> [Work to complete] Please count how many lines in the entries below contain the string "frame". Give only the number.

> [Data to process]
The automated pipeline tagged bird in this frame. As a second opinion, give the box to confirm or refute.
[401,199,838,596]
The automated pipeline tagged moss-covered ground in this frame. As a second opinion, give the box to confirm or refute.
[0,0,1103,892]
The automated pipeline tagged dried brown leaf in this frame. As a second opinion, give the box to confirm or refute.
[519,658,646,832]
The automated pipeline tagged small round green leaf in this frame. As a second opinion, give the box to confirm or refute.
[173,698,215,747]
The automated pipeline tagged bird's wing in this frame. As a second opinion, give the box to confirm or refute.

> [Solution for this exercise] 5